#### Task to carry out:
Output the lines of the records below exactly, beginning at their first line and ending at the line with "Where can the metal cross"; include no pictures.

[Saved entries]
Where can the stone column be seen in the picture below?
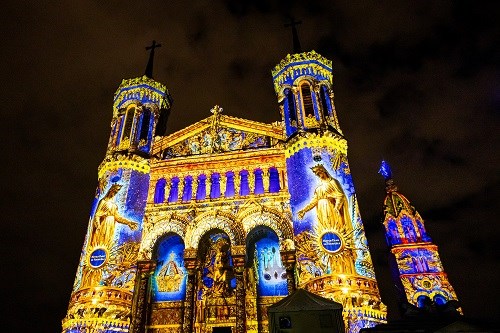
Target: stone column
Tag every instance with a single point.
(237, 183)
(194, 186)
(168, 186)
(288, 260)
(208, 186)
(238, 254)
(222, 184)
(251, 181)
(142, 291)
(180, 188)
(265, 180)
(190, 262)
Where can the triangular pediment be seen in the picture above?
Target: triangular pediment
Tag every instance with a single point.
(218, 134)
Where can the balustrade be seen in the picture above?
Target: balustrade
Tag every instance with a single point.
(213, 186)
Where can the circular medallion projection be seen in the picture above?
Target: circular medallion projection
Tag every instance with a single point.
(331, 242)
(98, 257)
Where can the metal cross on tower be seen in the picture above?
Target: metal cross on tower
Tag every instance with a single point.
(149, 67)
(295, 35)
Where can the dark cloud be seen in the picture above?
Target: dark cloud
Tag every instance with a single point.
(415, 83)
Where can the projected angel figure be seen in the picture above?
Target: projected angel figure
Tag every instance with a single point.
(106, 217)
(330, 202)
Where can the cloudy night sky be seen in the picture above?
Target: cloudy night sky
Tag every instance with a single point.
(416, 83)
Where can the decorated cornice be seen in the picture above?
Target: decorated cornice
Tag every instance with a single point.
(396, 205)
(300, 64)
(115, 162)
(315, 140)
(237, 160)
(221, 122)
(142, 89)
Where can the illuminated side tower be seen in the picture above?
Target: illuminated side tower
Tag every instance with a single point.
(331, 248)
(417, 269)
(101, 299)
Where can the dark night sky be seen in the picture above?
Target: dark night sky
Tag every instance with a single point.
(416, 83)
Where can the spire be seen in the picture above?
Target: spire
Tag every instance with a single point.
(386, 172)
(149, 67)
(418, 273)
(295, 35)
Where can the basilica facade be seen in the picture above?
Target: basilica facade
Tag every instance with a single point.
(203, 229)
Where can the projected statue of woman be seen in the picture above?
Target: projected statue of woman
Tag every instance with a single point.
(330, 202)
(106, 217)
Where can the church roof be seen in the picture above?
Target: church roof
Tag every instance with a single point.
(302, 300)
(218, 133)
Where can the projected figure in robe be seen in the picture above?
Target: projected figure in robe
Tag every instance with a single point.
(106, 217)
(330, 202)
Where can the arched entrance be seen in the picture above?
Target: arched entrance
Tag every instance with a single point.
(168, 283)
(265, 275)
(215, 299)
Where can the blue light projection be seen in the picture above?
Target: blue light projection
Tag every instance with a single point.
(271, 279)
(169, 279)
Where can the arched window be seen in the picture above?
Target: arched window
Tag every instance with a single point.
(169, 278)
(392, 233)
(290, 111)
(423, 234)
(325, 101)
(188, 189)
(119, 128)
(145, 123)
(129, 120)
(307, 103)
(274, 180)
(229, 190)
(408, 229)
(215, 186)
(160, 191)
(259, 182)
(174, 190)
(263, 257)
(244, 188)
(201, 191)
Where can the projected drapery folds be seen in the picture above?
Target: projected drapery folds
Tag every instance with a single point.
(331, 248)
(420, 274)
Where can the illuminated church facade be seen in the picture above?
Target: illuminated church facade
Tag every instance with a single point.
(203, 229)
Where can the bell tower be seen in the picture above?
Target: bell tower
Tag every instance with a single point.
(101, 299)
(417, 269)
(332, 254)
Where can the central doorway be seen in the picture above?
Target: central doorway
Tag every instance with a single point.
(221, 329)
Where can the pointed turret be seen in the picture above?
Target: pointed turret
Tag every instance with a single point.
(417, 268)
(331, 248)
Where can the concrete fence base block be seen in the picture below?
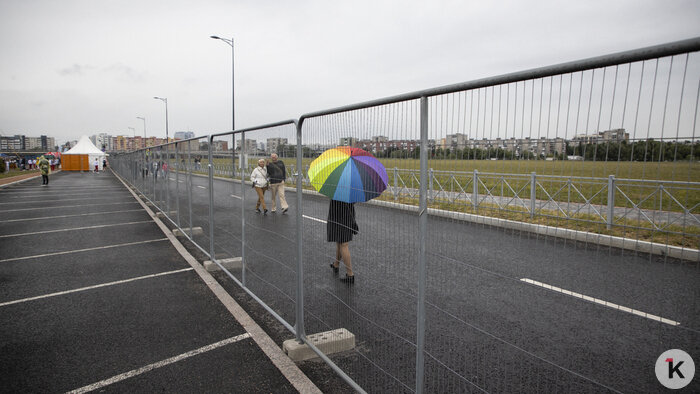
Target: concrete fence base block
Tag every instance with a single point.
(329, 342)
(230, 264)
(195, 231)
(161, 215)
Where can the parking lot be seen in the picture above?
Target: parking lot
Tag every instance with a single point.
(96, 294)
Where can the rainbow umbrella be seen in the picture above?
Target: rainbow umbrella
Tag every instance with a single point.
(348, 174)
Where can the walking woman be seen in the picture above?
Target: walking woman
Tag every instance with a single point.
(260, 180)
(340, 228)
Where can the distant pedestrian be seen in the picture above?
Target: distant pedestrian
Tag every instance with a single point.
(156, 165)
(340, 227)
(260, 183)
(277, 174)
(44, 166)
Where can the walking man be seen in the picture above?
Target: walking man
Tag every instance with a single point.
(44, 166)
(277, 174)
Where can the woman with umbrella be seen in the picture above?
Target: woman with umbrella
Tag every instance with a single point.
(260, 179)
(347, 175)
(340, 227)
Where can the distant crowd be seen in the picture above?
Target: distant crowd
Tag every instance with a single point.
(28, 163)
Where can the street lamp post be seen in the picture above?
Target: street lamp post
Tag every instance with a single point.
(144, 129)
(233, 112)
(165, 100)
(133, 141)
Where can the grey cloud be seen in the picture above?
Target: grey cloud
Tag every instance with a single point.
(75, 69)
(125, 73)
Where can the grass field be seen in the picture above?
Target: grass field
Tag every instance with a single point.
(559, 180)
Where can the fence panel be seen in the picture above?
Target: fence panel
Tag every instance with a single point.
(528, 307)
(530, 230)
(379, 307)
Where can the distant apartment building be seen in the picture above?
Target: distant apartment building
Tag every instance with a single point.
(251, 146)
(184, 135)
(456, 141)
(347, 141)
(14, 143)
(219, 146)
(274, 143)
(613, 135)
(39, 143)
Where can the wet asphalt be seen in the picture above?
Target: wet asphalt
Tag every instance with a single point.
(91, 289)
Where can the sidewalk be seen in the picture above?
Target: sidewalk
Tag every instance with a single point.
(97, 294)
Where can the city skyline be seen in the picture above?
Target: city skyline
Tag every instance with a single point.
(100, 82)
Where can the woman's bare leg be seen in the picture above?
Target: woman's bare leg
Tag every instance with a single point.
(344, 252)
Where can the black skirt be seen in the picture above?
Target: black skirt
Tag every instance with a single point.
(341, 225)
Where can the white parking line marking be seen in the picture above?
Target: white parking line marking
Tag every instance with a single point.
(68, 199)
(70, 216)
(75, 228)
(82, 250)
(602, 302)
(68, 206)
(314, 219)
(159, 364)
(93, 287)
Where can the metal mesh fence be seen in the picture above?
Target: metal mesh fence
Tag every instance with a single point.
(529, 233)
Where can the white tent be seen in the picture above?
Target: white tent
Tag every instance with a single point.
(86, 147)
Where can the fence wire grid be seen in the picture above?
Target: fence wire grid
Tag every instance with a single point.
(530, 230)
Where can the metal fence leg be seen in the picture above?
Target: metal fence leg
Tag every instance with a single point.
(177, 186)
(299, 326)
(243, 258)
(423, 227)
(475, 190)
(611, 201)
(396, 183)
(431, 196)
(211, 201)
(533, 194)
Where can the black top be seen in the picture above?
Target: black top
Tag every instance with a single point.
(276, 171)
(341, 225)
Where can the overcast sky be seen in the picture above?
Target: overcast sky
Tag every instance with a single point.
(72, 68)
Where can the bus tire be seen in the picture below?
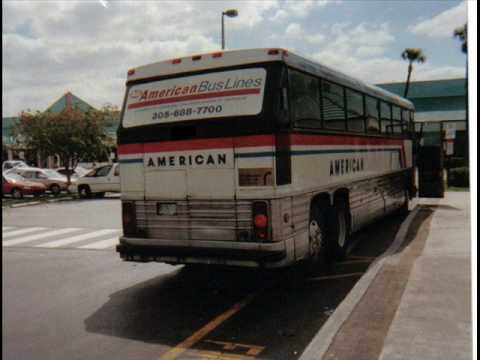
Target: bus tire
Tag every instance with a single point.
(340, 228)
(55, 189)
(318, 244)
(403, 210)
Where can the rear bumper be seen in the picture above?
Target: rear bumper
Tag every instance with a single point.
(199, 251)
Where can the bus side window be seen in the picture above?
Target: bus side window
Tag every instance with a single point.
(371, 107)
(386, 118)
(355, 114)
(333, 106)
(397, 120)
(405, 120)
(304, 100)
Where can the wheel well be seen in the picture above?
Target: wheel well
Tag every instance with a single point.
(344, 196)
(322, 199)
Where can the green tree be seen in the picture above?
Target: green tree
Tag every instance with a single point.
(462, 34)
(72, 135)
(412, 55)
(4, 152)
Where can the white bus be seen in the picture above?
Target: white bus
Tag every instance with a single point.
(256, 158)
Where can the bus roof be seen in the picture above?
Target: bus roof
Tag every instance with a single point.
(223, 59)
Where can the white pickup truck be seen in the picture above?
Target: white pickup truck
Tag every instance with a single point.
(98, 181)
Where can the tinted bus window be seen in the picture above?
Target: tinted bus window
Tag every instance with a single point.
(333, 104)
(371, 107)
(304, 100)
(355, 115)
(397, 120)
(386, 117)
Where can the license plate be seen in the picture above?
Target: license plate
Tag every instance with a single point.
(168, 209)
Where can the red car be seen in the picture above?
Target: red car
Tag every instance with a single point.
(17, 186)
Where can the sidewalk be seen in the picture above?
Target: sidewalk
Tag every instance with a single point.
(416, 302)
(434, 318)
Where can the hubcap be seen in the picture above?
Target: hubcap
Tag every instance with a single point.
(315, 235)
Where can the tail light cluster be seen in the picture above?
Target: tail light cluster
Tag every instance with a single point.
(129, 218)
(260, 220)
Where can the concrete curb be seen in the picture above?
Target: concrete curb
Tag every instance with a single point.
(322, 340)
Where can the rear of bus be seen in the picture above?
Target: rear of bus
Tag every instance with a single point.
(197, 146)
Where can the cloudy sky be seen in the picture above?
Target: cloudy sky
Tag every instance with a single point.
(86, 47)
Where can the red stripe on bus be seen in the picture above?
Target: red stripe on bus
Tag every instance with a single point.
(251, 141)
(127, 149)
(195, 97)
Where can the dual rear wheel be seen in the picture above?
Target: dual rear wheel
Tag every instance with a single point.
(328, 229)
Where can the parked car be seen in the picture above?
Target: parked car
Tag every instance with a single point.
(98, 181)
(10, 164)
(17, 186)
(74, 173)
(54, 181)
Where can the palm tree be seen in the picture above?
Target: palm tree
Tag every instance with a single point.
(412, 55)
(462, 34)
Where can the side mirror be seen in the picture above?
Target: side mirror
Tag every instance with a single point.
(283, 118)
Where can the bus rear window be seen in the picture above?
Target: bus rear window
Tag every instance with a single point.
(219, 94)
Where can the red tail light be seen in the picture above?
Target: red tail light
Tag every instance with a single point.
(260, 220)
(129, 219)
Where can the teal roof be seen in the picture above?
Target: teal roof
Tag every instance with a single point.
(429, 89)
(7, 130)
(69, 100)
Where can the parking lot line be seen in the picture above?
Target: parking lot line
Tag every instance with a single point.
(44, 235)
(186, 344)
(103, 244)
(21, 232)
(70, 240)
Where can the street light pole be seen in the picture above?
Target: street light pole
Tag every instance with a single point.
(229, 13)
(223, 31)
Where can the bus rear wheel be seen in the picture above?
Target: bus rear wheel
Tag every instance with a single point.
(317, 239)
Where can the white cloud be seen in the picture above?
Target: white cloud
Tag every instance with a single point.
(443, 24)
(315, 38)
(294, 31)
(359, 51)
(298, 9)
(86, 48)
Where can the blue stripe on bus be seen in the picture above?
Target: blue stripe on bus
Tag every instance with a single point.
(294, 153)
(314, 152)
(130, 161)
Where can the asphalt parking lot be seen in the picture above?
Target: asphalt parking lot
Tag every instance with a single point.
(67, 296)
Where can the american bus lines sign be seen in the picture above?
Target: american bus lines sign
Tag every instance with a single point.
(220, 94)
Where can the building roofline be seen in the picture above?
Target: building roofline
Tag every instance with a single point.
(420, 81)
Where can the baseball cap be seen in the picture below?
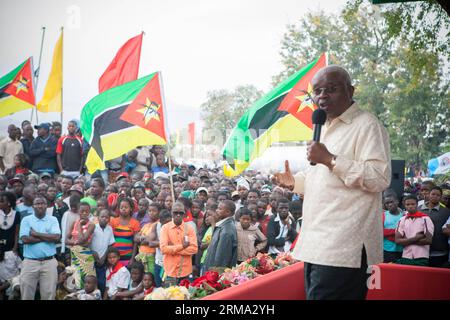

#### Exercise answer:
Where can the stone column be seen in the picture below?
Target: stone column
Tag every instance with a single point.
(237, 183)
(194, 186)
(168, 186)
(288, 260)
(208, 186)
(238, 254)
(222, 184)
(251, 181)
(142, 291)
(180, 188)
(265, 180)
(190, 262)
Where can the triangular pediment be seen in the picture above?
Target: triangular pediment
Tag every instance with a single point.
(218, 134)
Where can the balustrade be seen in the picture above?
Target: balustrade
Tag every instance with a single point.
(213, 186)
Where can the circular medallion projection be seen in the picture above?
Target: circular medallion projection
Tag every instance with a single point.
(331, 242)
(98, 257)
Where can the metal cross on tower be seen in the picture above?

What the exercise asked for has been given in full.